Provided information:
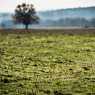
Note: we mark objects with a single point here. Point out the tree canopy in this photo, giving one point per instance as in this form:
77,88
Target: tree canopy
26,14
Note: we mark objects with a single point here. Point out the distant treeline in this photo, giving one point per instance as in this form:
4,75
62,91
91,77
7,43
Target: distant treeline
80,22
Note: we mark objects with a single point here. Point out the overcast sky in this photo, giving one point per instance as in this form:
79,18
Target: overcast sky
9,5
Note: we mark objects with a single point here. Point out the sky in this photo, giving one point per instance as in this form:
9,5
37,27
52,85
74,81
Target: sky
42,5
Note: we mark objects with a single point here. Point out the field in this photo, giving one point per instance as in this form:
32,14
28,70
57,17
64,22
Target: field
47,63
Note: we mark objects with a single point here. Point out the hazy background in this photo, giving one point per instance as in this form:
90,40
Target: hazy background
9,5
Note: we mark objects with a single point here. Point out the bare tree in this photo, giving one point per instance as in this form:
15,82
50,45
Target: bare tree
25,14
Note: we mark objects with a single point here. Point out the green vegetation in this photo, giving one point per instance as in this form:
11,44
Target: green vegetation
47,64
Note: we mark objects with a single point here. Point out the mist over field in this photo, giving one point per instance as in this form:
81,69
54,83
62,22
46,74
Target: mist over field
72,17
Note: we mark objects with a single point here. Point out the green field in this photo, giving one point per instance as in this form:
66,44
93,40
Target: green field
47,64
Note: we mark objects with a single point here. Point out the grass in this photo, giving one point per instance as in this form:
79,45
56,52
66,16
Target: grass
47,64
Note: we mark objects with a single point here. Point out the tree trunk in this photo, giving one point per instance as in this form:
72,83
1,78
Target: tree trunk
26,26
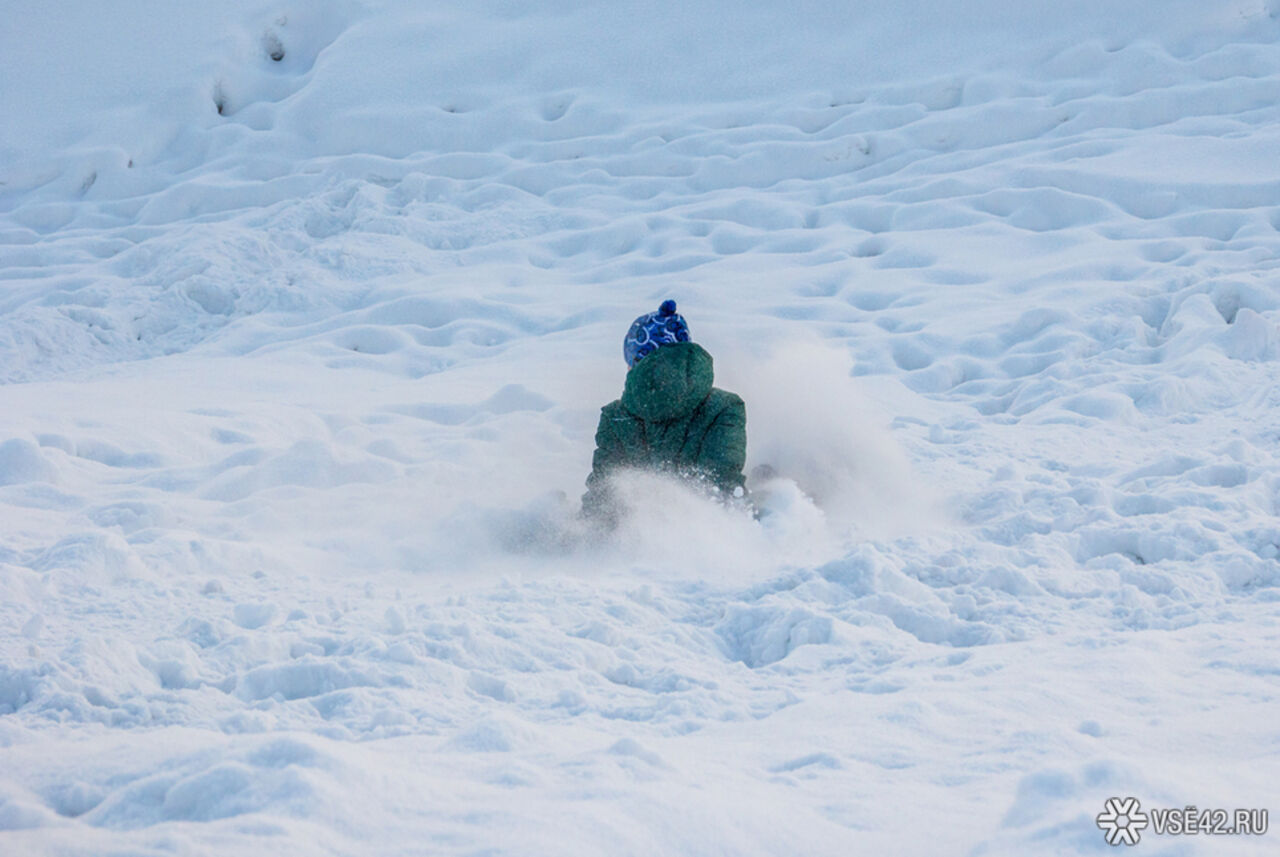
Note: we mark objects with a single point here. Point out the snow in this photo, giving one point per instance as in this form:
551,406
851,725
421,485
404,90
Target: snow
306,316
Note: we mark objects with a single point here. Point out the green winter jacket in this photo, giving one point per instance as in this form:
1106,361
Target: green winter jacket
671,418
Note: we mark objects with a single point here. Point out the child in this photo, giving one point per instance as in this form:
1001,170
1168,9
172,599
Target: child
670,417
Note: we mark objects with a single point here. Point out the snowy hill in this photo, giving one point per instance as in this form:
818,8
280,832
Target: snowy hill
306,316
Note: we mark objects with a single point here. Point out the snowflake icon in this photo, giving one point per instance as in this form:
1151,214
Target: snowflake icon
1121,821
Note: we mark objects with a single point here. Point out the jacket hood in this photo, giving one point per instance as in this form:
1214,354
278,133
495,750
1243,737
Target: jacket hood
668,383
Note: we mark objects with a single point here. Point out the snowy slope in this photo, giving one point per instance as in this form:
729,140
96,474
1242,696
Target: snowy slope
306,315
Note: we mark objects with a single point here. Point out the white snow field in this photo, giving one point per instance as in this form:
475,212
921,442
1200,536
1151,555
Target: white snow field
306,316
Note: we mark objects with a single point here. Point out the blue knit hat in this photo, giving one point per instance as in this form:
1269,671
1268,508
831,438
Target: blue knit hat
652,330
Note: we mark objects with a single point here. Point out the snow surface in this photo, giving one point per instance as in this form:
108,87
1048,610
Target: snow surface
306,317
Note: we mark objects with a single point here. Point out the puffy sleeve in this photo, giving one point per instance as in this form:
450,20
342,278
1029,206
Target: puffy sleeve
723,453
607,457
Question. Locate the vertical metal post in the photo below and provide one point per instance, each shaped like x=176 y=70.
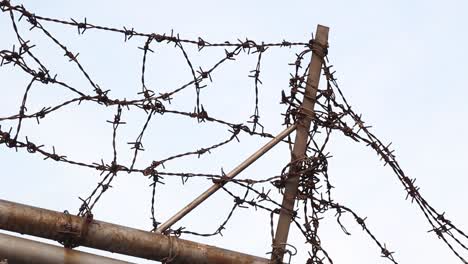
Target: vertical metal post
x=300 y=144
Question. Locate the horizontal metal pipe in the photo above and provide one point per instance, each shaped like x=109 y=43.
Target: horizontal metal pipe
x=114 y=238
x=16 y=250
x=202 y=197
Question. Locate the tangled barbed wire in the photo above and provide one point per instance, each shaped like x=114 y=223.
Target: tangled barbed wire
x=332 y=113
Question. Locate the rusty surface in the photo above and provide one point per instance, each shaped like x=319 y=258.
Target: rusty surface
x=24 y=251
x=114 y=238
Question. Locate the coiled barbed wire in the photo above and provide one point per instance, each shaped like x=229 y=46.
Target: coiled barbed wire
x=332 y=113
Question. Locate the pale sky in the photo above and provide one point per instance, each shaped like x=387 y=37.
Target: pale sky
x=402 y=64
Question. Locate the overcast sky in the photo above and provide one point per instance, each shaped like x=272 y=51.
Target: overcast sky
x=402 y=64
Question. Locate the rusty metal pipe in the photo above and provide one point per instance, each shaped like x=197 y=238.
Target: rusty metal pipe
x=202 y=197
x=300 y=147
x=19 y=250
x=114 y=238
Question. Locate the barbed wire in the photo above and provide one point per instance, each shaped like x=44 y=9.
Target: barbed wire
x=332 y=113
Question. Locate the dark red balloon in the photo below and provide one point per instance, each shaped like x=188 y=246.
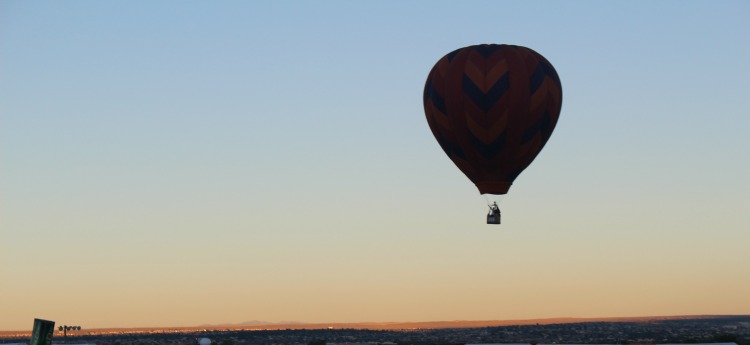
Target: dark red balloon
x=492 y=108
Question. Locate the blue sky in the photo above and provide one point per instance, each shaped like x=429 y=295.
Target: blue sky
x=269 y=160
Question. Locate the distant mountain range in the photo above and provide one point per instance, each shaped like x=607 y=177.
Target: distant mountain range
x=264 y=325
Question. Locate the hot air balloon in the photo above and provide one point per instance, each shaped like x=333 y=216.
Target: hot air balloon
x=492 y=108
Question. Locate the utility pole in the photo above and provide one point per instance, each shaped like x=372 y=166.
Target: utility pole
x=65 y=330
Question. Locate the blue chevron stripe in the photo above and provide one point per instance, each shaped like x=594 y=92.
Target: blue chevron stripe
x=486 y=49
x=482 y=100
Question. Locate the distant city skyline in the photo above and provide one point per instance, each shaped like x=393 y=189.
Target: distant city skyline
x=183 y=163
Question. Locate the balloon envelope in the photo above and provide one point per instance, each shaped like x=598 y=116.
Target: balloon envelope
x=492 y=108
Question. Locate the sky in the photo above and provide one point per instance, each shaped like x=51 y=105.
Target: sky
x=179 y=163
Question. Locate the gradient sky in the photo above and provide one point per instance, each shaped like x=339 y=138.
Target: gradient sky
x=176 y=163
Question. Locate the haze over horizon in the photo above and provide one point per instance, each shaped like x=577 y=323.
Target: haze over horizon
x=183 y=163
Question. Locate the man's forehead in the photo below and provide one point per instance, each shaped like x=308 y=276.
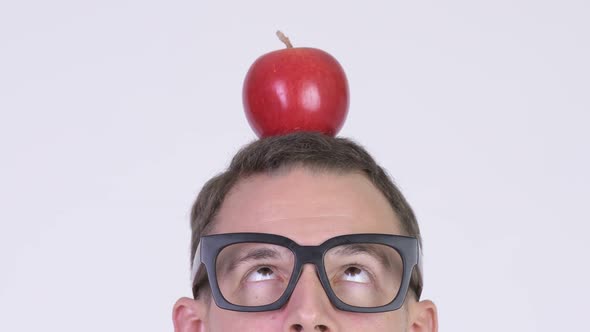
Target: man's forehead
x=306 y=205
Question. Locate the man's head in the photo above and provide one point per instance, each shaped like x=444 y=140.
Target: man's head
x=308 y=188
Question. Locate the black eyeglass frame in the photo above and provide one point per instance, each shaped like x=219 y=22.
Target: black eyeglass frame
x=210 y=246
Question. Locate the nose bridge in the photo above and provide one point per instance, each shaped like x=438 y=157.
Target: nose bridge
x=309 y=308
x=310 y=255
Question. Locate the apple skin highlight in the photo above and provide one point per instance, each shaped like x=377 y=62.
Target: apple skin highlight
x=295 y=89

--

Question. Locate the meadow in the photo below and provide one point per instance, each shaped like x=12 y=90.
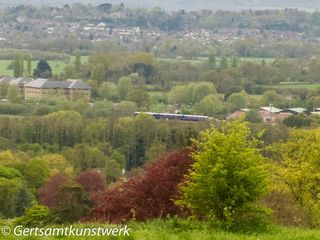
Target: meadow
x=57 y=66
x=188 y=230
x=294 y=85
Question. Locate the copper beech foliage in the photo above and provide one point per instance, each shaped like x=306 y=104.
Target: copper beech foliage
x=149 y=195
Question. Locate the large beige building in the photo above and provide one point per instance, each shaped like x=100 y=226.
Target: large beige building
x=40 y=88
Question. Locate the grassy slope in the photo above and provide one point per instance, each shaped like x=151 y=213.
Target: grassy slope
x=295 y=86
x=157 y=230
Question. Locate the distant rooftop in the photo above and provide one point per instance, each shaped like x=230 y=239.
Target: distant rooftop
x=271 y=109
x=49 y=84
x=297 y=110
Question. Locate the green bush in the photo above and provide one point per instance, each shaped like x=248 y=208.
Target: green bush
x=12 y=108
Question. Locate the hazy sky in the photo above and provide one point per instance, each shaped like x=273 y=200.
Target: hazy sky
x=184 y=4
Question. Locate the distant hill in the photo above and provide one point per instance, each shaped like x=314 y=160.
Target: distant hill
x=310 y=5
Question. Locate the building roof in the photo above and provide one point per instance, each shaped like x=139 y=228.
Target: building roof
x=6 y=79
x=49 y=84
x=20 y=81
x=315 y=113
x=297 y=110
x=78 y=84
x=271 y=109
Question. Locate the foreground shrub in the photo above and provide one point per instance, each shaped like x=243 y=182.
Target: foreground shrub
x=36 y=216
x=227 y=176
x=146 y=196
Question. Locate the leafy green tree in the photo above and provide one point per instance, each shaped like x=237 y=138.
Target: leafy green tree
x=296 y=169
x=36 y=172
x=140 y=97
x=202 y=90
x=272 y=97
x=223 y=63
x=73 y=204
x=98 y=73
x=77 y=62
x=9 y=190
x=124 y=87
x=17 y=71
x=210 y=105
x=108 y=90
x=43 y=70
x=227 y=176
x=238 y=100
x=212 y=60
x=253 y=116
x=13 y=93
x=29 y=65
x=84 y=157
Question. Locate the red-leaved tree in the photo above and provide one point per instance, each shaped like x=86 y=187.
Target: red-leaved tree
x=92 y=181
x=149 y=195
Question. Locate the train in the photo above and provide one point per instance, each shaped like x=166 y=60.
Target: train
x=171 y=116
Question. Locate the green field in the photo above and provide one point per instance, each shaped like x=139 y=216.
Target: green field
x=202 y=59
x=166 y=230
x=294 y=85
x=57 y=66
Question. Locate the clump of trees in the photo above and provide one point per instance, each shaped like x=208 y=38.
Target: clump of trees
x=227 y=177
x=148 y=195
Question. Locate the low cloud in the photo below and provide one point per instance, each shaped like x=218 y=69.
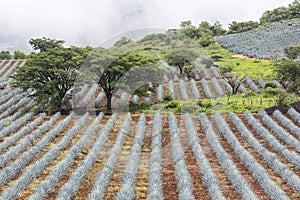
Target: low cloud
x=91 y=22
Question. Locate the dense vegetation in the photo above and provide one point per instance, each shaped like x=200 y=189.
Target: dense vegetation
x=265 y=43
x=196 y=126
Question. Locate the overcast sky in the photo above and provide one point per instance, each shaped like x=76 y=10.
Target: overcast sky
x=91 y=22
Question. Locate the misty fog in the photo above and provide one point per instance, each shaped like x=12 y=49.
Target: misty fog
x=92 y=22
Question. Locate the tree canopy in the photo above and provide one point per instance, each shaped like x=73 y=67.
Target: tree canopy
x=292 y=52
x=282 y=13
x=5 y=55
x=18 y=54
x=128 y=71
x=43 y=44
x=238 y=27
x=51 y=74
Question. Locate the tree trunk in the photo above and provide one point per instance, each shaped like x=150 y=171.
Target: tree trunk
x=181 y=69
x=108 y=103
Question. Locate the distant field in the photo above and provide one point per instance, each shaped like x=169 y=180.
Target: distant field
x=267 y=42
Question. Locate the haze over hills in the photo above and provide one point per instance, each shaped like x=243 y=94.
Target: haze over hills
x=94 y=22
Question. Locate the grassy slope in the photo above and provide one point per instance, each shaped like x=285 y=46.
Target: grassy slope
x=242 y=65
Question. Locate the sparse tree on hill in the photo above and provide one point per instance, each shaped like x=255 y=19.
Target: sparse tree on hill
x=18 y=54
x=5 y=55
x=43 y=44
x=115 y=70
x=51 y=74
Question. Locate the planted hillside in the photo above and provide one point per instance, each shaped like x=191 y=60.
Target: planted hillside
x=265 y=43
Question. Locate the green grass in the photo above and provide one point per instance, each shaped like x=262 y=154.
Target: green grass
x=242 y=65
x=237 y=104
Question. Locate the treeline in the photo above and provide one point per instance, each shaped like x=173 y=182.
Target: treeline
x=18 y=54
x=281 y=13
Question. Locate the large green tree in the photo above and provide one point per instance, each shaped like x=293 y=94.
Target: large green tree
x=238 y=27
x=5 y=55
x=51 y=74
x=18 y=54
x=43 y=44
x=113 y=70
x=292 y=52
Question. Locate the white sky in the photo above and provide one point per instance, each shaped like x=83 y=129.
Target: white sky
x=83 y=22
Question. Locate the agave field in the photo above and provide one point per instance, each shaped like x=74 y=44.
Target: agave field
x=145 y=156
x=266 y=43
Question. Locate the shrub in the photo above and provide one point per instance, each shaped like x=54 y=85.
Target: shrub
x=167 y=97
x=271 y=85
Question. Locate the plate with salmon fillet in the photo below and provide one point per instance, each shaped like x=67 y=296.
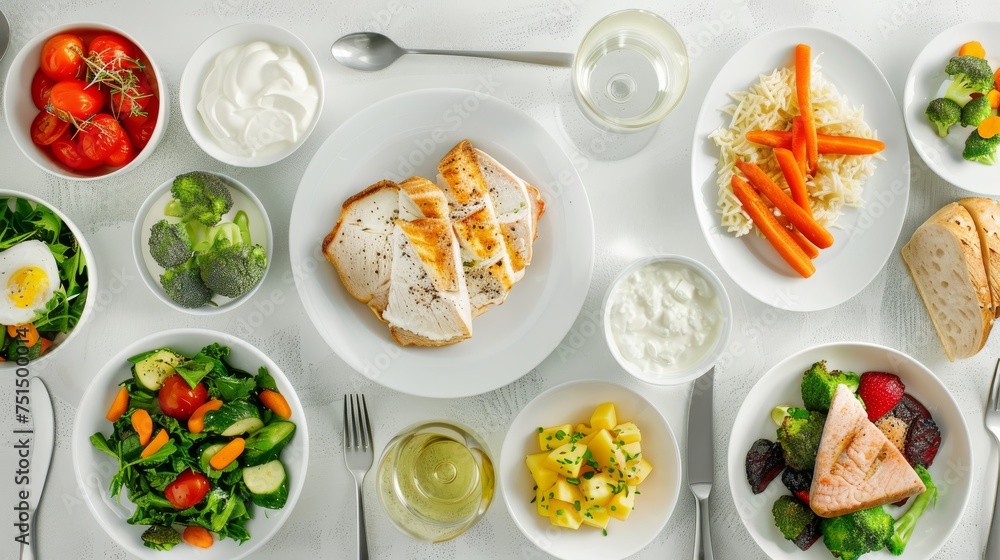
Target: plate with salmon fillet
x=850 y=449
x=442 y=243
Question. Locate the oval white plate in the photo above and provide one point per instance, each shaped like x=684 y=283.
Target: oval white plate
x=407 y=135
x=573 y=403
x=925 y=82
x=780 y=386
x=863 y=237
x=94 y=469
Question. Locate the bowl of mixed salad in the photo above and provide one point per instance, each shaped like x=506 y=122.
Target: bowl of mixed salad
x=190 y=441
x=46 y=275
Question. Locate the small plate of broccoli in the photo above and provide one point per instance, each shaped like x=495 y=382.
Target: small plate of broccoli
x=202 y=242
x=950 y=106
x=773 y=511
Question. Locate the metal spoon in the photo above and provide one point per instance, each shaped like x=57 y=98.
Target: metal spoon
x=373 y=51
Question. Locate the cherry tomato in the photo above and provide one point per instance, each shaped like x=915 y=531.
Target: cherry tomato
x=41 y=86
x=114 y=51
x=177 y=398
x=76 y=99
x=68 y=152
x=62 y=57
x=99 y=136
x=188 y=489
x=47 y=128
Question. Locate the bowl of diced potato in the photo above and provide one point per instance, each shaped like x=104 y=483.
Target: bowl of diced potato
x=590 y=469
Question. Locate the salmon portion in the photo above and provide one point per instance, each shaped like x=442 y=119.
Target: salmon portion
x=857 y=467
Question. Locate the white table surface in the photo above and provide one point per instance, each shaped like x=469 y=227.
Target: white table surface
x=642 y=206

---

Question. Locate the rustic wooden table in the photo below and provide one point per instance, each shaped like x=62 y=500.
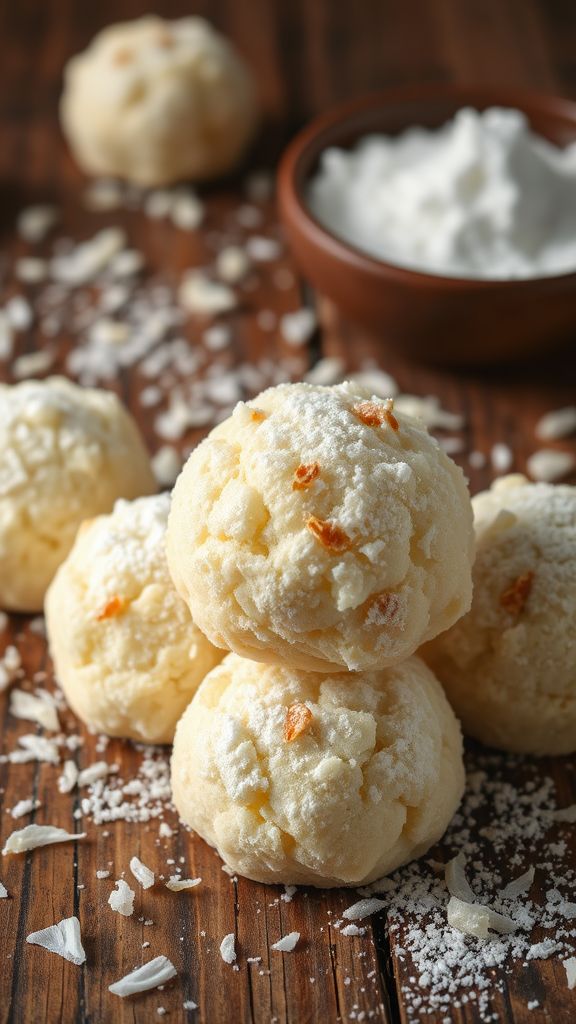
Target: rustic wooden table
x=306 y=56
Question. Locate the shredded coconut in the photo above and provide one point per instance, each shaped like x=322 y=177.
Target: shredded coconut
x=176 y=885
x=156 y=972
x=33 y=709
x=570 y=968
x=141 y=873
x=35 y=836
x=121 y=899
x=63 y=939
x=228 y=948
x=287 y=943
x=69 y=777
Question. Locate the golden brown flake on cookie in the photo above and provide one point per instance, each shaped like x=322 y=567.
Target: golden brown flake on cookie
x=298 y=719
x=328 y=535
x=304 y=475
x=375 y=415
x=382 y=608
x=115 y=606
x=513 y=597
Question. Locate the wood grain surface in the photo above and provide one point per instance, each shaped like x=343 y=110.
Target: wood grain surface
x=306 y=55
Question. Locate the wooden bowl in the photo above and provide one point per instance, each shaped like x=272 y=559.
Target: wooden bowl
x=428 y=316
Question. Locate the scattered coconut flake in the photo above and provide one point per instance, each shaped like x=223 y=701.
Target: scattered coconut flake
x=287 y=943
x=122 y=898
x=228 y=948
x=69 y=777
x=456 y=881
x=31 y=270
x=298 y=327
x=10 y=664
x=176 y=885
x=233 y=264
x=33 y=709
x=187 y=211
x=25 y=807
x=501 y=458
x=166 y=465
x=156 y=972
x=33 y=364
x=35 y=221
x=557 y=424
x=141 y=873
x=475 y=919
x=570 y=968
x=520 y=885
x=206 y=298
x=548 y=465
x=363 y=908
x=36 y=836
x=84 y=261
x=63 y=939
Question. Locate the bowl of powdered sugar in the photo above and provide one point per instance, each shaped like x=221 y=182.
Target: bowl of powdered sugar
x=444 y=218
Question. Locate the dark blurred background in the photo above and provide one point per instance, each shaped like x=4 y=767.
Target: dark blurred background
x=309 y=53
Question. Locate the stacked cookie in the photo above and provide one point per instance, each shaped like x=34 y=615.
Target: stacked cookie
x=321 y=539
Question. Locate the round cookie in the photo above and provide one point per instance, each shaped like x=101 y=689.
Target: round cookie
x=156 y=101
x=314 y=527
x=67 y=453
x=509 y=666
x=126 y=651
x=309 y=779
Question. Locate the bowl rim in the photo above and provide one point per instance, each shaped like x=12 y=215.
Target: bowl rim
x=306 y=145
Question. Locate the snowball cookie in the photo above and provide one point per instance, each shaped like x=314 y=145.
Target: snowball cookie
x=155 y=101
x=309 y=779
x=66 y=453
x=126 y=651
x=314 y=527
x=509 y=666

Task to carry out: Which of the lines above carry the string "below"? Pick them out and copy them.

Exercise response:
Question. Locate the vertical metal post in the photo below and provide one point per instance, each shaped like x=176 y=70.
Question. Locate the dark red balloon in the photo below and provide one point per instance, each shaped like x=188 y=246.
Question. Locate the man's forehead in the photo below and provide one point per instance, each shaped like x=308 y=276.
Question. Locate the meadow in the photo below and provide one point per instance, each shaped like x=12 y=90.
Question. Locate the low cloud in the photo below and provide one point per instance, each shaped like x=218 y=69.
Question. Locate the plate with salmon fillet in the photo below and provide one point per instance, each shaped like x=67 y=296.
Question. Locate the rustic wooden table in the photo below and provide one point per instance, each shaped like x=62 y=500.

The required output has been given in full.